§ **Page**
★ ★ ★ ★
Don Murray (b. 1929) is an American actor who was most active during the 1950s–80s. He was best known for his breakout film role in Bus Stop in 1956, in which he played opposite Marilyn Monroe, and was nominated for an Oscar. Murray also starred alongside James Cagney in 1959’s Shake Hands with the Devil, playing a Irish-American student in 1921 Dublin who gets caught up in the Irish War for Independence.
Frederick Martin MacMurray (1908–1991) was an American actor, best known for his role in the 1944 film noir Double Indemnity directed by Billy Wilder, in which he starred with Barbara Stanwyck. He appeared in more than 100 movies and a successful television series; he played the widowed father on My Three Sons, from 1960 to 1972.
Canadian singer Anne Murray (b. 1945) is a pioneer in the music business in many respects. Touted as “Canada’s Songbird” during her career of thirty-plus years, Murray became the first female Canadian vocalist to have a number one hit in the United States. She was also both the first woman and the first Canadian to be awarded “Album of the Year” by the Country Music Association. With a career spanning multiple genres, including pop and country, Murray brought the surname of her Irish and Scottish grandfather, Daniel, to the forefront of the music industry.
★ ★ ★ ★
§ **Description of the task**
According to the profiles of actors and a singer, what film did Fred MacMurray star in with Barbara Stanwyck?
★ ★ ★ ★
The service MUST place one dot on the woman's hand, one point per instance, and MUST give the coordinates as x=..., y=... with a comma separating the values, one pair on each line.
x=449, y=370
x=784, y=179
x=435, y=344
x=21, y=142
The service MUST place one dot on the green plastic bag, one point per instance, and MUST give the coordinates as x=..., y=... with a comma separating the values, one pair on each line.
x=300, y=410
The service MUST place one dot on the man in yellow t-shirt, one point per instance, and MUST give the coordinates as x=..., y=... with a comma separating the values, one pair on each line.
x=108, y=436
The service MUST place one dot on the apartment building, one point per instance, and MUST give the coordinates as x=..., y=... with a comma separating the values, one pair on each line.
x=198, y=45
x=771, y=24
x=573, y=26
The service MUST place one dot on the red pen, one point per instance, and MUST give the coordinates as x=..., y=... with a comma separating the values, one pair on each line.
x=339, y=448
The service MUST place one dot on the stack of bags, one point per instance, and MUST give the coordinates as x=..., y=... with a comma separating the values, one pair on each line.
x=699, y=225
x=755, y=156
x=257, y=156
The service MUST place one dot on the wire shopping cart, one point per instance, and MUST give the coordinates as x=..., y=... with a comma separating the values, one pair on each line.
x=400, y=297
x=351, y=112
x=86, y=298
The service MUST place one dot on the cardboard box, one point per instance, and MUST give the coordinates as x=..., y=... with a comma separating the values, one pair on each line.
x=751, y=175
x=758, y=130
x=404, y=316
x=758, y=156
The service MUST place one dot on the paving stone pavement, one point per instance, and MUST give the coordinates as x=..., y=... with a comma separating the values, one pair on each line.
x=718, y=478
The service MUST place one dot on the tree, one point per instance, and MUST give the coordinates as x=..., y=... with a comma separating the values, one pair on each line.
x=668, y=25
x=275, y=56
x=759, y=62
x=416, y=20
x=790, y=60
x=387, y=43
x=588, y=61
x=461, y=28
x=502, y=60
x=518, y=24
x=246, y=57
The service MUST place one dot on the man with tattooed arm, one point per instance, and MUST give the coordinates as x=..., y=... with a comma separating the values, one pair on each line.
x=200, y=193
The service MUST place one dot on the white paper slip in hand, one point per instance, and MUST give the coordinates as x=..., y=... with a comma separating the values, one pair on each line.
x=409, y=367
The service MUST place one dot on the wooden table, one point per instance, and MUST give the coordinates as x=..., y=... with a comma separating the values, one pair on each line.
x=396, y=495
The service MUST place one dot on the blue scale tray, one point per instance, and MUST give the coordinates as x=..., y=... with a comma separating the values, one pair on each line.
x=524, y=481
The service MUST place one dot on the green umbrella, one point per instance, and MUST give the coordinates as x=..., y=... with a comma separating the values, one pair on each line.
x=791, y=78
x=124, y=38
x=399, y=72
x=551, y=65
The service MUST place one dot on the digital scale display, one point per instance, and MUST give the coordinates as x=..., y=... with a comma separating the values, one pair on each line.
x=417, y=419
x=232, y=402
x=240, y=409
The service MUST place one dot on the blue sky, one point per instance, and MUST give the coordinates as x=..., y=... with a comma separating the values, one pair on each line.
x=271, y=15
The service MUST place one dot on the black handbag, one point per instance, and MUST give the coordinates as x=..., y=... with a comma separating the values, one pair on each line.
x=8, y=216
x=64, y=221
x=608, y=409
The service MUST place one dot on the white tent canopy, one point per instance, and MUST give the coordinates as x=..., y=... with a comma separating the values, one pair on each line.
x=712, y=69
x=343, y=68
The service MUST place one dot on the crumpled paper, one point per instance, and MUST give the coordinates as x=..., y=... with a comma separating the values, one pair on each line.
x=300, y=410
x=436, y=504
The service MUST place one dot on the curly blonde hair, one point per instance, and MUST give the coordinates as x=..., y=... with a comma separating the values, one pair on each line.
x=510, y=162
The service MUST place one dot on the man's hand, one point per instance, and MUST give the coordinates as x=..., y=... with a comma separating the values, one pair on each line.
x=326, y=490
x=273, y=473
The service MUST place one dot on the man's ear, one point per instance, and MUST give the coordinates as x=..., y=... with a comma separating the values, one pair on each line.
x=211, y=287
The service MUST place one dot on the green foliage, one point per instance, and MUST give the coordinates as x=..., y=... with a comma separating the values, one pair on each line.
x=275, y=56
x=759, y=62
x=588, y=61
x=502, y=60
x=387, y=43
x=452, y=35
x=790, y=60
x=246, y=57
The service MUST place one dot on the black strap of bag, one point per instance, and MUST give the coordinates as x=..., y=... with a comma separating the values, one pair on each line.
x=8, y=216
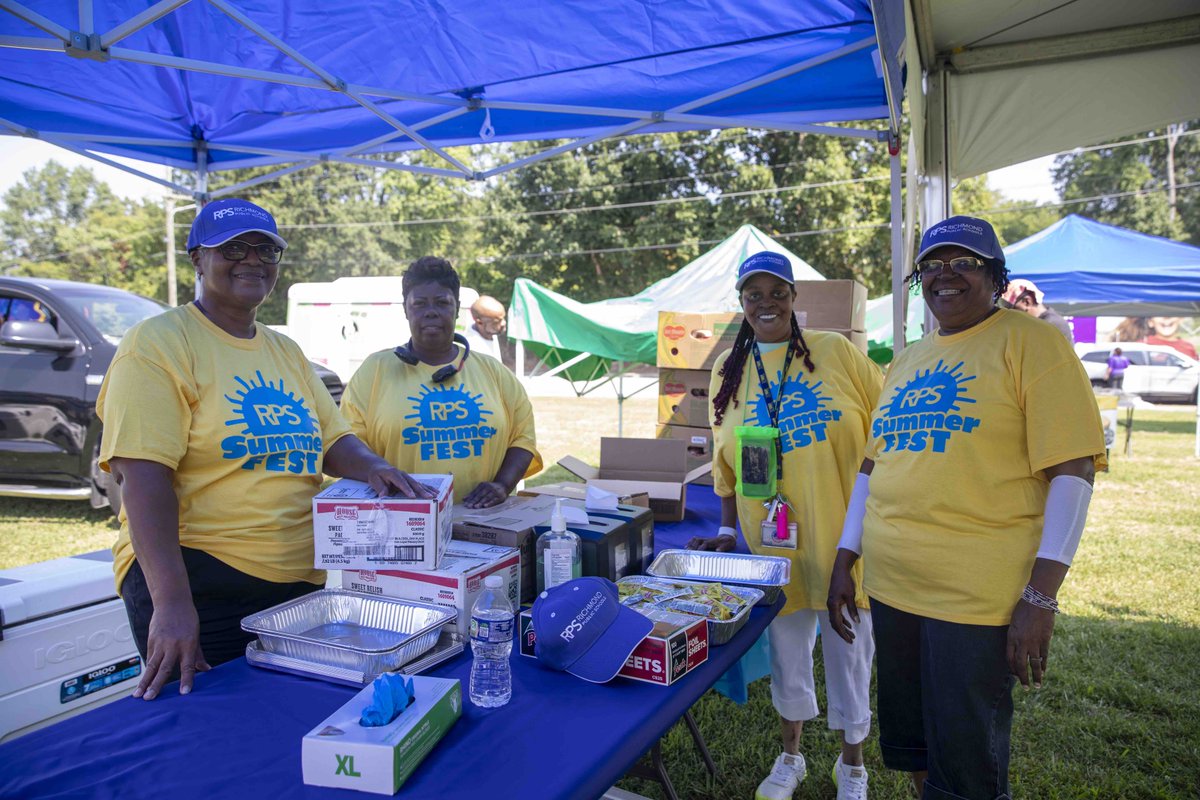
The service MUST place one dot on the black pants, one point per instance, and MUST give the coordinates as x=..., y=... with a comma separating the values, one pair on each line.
x=945, y=703
x=222, y=596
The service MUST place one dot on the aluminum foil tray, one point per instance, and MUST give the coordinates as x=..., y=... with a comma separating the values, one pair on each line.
x=353, y=631
x=719, y=631
x=768, y=573
x=449, y=644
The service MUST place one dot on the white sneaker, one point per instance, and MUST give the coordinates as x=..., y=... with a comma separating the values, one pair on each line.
x=851, y=781
x=785, y=776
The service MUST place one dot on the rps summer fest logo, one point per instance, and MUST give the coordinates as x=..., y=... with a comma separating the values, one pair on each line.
x=924, y=413
x=279, y=433
x=448, y=422
x=803, y=417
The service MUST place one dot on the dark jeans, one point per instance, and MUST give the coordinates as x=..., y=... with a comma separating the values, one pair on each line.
x=222, y=596
x=945, y=703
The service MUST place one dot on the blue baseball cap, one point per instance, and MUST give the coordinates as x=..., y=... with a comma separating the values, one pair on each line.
x=228, y=218
x=765, y=262
x=973, y=234
x=582, y=629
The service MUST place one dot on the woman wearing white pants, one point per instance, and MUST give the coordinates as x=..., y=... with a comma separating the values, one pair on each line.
x=791, y=413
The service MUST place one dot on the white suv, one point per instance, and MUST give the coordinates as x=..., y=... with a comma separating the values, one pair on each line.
x=1155, y=370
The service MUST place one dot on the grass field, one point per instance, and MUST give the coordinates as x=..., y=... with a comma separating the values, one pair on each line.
x=1119, y=716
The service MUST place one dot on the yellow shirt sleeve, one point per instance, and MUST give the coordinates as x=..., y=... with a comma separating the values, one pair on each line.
x=137, y=389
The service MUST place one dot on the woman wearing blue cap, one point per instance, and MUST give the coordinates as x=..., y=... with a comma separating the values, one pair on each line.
x=219, y=432
x=967, y=511
x=791, y=413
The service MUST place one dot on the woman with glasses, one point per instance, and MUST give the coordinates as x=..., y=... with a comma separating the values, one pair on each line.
x=791, y=413
x=219, y=433
x=967, y=511
x=431, y=405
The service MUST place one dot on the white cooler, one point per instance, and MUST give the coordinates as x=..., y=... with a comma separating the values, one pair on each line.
x=65, y=642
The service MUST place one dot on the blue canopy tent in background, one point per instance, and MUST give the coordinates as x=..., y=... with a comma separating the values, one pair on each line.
x=217, y=85
x=1090, y=269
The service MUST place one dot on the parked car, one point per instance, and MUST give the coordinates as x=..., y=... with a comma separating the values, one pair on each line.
x=57, y=340
x=1155, y=371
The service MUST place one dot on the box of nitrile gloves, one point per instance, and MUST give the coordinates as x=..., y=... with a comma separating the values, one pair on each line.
x=355, y=529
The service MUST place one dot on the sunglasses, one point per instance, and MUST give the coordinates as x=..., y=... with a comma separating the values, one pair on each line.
x=237, y=251
x=964, y=265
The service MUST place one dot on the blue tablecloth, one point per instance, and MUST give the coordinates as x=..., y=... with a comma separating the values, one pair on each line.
x=238, y=734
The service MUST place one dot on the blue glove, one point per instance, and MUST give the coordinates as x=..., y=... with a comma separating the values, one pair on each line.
x=393, y=693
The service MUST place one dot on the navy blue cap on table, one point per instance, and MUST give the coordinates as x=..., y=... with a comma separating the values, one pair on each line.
x=582, y=629
x=973, y=234
x=228, y=218
x=765, y=262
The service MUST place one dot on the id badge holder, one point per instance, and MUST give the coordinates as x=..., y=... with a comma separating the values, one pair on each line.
x=778, y=529
x=756, y=461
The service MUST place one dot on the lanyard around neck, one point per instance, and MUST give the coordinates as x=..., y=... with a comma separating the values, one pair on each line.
x=774, y=402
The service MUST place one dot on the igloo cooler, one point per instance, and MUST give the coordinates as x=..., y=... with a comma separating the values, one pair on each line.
x=65, y=642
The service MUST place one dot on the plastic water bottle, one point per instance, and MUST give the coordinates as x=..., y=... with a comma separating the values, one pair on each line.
x=491, y=644
x=559, y=553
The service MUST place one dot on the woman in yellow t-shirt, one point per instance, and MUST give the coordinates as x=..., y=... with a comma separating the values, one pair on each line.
x=967, y=510
x=433, y=405
x=811, y=394
x=217, y=431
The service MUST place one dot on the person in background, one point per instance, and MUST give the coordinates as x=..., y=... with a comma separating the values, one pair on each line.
x=969, y=510
x=484, y=334
x=1117, y=365
x=432, y=405
x=219, y=434
x=1024, y=295
x=813, y=392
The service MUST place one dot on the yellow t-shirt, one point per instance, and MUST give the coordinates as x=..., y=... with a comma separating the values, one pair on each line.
x=463, y=426
x=245, y=425
x=823, y=421
x=965, y=426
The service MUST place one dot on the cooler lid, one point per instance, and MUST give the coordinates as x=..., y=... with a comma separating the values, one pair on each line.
x=49, y=588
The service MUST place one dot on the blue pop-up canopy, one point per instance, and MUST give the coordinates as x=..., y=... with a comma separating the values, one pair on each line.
x=1090, y=269
x=237, y=83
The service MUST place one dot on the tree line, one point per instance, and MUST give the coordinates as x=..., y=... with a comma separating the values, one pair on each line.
x=599, y=222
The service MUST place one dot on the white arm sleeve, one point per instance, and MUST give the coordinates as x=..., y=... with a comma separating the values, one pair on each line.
x=1065, y=517
x=852, y=529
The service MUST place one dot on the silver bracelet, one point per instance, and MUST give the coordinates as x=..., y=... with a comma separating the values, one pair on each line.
x=1035, y=597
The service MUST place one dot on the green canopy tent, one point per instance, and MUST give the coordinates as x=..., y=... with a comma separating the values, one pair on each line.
x=597, y=342
x=879, y=325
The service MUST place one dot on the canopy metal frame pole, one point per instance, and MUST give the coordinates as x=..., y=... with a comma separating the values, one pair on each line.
x=899, y=313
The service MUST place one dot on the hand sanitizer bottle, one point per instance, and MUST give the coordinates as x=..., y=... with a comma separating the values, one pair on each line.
x=559, y=553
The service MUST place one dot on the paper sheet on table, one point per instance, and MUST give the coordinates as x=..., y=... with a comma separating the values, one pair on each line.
x=600, y=500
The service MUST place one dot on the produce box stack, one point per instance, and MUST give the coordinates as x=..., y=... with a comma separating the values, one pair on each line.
x=837, y=306
x=689, y=343
x=688, y=347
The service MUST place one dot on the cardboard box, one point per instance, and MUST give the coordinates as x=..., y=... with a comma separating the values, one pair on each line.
x=457, y=583
x=858, y=338
x=689, y=341
x=658, y=467
x=683, y=397
x=831, y=305
x=677, y=645
x=343, y=755
x=509, y=524
x=573, y=491
x=353, y=529
x=700, y=446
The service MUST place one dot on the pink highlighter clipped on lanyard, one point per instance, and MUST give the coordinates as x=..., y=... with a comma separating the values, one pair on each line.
x=781, y=522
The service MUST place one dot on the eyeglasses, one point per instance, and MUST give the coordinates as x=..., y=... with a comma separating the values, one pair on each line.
x=237, y=251
x=964, y=265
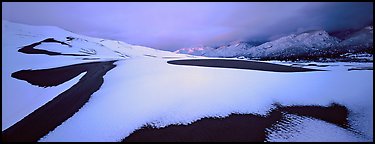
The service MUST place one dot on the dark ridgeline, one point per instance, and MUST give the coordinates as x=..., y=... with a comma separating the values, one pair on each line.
★ ★ ★ ★
§ **Written reply**
Double Indemnity, the 1944 film noir directed by Billy Wilder.